**Task description**
From the blog post about the Island of the Sun, return word for word the passage that begins with the words containing "On Top of the" and ends with "of the sun.".

## Begin Extract provided

A Stone's Throw

practice your aim. you never know when you'll spy 2 birds at once.

Thursday, June 29, 2006

On Top of the Beginning of the World


In a place you can be torched by the sun one day and then frozen to death at night, respect must be taken.

In that regard I can see why the Incans revered the place I was at. The Isle de la Sol, or, the Island of the Sun, birthplace of the sun, gods of the Incan empire, and the beginning of the Incan Empire itself where their first emperor rose from the Rock of the Puma, sits quite peaceably in the shimmering waters of the southern end of Lake Titicaca, like a gigantic shell just breaching the water to bask in the intense light of the sun.

In the afternoon, I had I climbed Cerro Calvario, the mountain where lay the Path of Remembrance. Weaving its way up a steep cliff is a thin path, marked by stone crosses at regular intervals. To understand Christ's journey and the weight of the cross he bore, you made the pilgrimage to the top, stopping at each cross and placing a stone on the base to mark your passing. As I climbed, I too marked my path with a small stone at each, and it wasn't until I reached the summit that I understood what those Incans saw so many eons ago.

Sitting on a flat rock, next to a dwarfed pine tree that had lived nestled in the rock for centuries, I looked out over the lake, the Isle de la Sol, and understood the gods creation there, the spiritual nature of the place absolutely unavoidable. The luminesant light radiating down to create the millions of sparkles bouncing off the lake was absolutly dazzling. Hours passed as I sat in the soft wind, skin soaking up the light, lungs taking in the clean crisp air. As the sun set, and the thin altiplano air gave rise to one of the most spectacular sunsets I have ever seen, the stars exploded into light overhead.

With a canopy of the most brilliant stars to be seen with the naked eye, you understand why it is called the heavens. Why it could and is worshiped for eons as godly. It is a humbling sight.
They are so far away, and yet dominate the sky night after night, unreachable. Yet there on the mountain, so many thousands of feet in the sky, they seemed almost within reach. Never before had I seen stars that actually twinkled like diamonds, or shooting stars that crossed the Milky Way, and planets visible easily without the air of telescopes. No smog or city lights obscurred this treasure, this heaven.

And as I walked down the Path of Remembrance, I knew I would never forget.

- a C-note.

## End Extract provided
## Begin Given information

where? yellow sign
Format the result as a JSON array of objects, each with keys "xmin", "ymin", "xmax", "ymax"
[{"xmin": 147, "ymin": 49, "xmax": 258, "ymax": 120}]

## End Given information

**Response to the task**
On Top of the Beginning of the World


In a place you can be torched by the sun one day and then frozen to death at night, respect must be taken.

In that regard I can see why the Incans revered the place I was at. The Isle de la Sol, or, the Island of the Sun, birthplace of the sun, gods of the Incan empire, and the beginning of the Incan Empire itself where their first emperor rose from the Rock of the Puma, sits quite peaceably in the shimmering waters of the southern end of Lake Titicaca, like a gigantic shell just breaching the water to bask in the intense light of the sun.